## Directions for this task
Look below for the line that has "Target: red and white striped jacket". Set down the lines from there through the line that has "825, row 220.", exactly as written.

Dataset excerpts
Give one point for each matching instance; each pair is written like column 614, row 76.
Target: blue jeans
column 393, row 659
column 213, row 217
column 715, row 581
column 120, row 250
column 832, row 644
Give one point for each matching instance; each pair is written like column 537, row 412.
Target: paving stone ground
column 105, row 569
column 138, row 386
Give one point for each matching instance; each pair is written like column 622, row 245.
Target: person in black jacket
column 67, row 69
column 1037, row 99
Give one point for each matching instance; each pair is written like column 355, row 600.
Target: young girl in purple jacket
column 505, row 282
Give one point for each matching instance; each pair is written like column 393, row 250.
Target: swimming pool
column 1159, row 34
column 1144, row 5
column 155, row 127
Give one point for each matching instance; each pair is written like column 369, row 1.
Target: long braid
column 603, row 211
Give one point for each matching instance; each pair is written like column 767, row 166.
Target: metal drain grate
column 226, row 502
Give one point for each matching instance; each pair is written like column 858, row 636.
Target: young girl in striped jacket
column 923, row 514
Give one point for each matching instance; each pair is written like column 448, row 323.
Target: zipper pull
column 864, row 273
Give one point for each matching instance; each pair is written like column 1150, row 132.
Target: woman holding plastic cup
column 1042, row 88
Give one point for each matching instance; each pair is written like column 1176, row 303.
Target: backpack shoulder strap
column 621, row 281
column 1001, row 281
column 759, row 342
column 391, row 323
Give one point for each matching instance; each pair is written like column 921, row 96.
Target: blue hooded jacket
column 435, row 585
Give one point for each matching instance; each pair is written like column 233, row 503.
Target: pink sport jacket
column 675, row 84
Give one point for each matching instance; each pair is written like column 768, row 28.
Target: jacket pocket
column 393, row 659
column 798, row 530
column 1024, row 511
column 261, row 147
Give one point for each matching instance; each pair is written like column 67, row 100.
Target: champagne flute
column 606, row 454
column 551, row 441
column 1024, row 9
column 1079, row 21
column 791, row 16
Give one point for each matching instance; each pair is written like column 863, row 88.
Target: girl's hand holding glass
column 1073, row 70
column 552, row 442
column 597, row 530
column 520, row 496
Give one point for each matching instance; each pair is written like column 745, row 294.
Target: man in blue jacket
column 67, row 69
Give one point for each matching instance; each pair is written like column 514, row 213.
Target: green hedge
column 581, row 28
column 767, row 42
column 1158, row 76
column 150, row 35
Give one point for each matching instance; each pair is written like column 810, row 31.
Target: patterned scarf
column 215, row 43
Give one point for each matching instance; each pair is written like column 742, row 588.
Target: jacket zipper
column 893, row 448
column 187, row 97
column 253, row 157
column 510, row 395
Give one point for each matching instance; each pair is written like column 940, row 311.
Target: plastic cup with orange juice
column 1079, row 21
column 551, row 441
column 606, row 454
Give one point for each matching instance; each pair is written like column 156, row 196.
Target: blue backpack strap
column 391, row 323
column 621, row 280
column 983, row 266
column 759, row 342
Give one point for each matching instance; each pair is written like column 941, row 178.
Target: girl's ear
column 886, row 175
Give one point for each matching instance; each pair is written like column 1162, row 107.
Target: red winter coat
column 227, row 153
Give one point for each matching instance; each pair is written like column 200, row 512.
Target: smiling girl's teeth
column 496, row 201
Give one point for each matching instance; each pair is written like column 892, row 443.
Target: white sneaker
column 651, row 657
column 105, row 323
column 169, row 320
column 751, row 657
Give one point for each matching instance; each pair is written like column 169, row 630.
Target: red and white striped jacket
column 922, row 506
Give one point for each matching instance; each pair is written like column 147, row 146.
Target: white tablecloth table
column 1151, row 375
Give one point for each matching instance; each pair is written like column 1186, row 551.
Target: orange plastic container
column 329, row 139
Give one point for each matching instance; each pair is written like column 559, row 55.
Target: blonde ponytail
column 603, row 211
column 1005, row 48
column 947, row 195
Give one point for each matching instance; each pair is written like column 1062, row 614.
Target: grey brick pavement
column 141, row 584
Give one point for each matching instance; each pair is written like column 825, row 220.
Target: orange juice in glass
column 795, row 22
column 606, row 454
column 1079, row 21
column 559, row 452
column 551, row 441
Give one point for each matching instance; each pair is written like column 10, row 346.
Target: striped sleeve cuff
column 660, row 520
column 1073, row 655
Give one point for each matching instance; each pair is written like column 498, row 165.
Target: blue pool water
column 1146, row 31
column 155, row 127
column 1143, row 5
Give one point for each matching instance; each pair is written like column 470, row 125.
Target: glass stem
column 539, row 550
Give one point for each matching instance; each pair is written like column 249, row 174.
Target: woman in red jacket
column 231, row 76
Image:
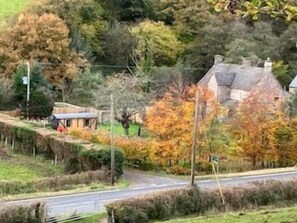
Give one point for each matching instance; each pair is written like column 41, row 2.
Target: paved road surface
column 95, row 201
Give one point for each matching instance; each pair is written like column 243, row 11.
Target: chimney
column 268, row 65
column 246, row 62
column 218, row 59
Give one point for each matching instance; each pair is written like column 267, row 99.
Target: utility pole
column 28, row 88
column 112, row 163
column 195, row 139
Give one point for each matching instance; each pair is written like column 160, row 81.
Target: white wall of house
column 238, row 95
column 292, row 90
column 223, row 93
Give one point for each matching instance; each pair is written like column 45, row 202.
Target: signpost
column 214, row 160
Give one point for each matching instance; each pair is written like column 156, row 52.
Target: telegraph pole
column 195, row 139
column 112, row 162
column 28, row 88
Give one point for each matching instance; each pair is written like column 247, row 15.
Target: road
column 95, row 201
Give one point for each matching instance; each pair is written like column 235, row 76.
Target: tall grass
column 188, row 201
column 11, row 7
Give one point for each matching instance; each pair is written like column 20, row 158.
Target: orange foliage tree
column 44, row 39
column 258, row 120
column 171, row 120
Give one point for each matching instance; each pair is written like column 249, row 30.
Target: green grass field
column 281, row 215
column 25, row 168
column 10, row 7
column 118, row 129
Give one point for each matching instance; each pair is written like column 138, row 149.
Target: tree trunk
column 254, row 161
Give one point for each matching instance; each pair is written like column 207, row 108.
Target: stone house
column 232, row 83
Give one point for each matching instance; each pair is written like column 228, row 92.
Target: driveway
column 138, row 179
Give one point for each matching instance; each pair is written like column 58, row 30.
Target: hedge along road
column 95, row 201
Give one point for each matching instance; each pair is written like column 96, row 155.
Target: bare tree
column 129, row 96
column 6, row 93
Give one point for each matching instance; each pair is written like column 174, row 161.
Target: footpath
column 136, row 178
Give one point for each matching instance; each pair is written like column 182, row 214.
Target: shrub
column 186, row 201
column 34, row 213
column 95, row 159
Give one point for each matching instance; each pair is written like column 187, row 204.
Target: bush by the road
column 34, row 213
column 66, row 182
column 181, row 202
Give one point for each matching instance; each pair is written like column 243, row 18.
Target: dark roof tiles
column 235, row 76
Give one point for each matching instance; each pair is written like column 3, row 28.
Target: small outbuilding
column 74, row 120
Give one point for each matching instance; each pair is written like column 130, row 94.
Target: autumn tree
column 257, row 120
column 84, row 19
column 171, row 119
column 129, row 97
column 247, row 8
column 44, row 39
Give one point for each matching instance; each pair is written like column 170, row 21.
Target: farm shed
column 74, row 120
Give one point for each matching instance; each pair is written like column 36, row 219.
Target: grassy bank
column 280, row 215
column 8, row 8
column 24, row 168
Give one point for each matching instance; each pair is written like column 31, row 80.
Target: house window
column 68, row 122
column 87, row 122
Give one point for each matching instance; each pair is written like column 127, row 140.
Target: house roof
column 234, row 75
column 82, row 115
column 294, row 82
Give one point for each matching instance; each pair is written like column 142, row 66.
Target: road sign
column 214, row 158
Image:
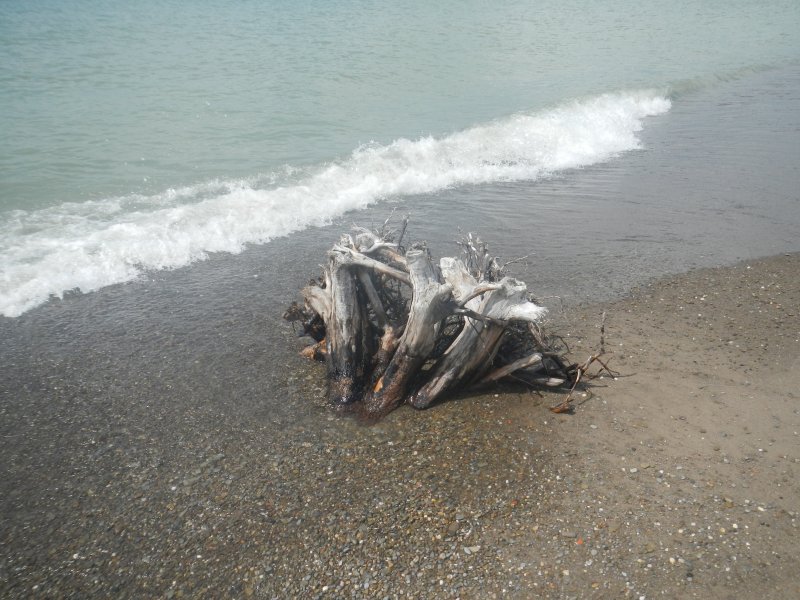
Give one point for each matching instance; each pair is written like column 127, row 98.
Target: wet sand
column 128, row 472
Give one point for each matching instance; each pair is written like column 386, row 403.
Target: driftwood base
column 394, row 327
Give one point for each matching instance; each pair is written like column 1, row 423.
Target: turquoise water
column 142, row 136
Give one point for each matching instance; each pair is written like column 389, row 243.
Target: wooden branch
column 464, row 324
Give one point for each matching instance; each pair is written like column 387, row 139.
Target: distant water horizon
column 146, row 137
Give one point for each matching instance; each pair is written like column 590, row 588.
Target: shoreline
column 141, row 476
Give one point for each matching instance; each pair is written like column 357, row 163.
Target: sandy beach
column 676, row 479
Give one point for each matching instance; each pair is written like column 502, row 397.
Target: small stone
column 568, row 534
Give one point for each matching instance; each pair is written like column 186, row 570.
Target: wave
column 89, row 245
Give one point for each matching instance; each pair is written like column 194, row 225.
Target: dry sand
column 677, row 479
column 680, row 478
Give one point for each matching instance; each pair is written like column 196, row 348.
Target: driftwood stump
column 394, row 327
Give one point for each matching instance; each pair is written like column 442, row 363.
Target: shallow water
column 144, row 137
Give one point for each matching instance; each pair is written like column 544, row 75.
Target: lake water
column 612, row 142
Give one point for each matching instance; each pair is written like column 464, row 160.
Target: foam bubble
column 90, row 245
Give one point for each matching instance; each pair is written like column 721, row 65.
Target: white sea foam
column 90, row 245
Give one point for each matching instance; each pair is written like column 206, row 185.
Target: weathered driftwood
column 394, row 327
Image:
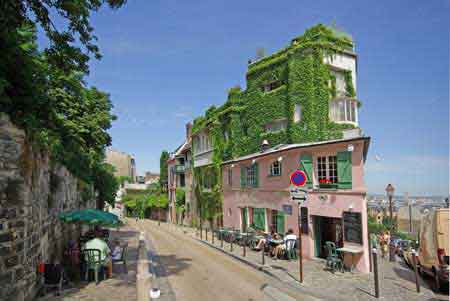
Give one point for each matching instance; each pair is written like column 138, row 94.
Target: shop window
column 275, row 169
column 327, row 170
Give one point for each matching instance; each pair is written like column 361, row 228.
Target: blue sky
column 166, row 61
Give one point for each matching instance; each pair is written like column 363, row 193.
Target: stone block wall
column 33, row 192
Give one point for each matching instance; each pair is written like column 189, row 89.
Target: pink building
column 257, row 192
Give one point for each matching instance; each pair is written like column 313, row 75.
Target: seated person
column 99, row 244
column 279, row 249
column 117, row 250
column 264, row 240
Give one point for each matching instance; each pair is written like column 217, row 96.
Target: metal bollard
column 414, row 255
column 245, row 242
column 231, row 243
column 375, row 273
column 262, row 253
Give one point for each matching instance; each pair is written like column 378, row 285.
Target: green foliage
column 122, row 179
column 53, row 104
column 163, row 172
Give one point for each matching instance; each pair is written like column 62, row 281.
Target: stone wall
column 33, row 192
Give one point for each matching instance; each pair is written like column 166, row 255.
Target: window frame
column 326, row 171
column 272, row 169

## Output
Target: red and white striped jacket
column 922, row 506
Give one point for each matching instance; each pair is written like column 147, row 146.
Target: white tablecloth table
column 1151, row 375
Give one point for each matching instance; each pair is written like column 1186, row 551.
Target: orange plastic container
column 329, row 139
Give one point for each matching instance; each pair is written like column 559, row 55.
Target: blonde ponytail
column 603, row 211
column 1005, row 48
column 947, row 195
Give one point for each matching instance; each pair is written like column 1062, row 614.
Target: grey brick pavement
column 141, row 584
Give one point for each matching instance; each pair is written like column 825, row 220.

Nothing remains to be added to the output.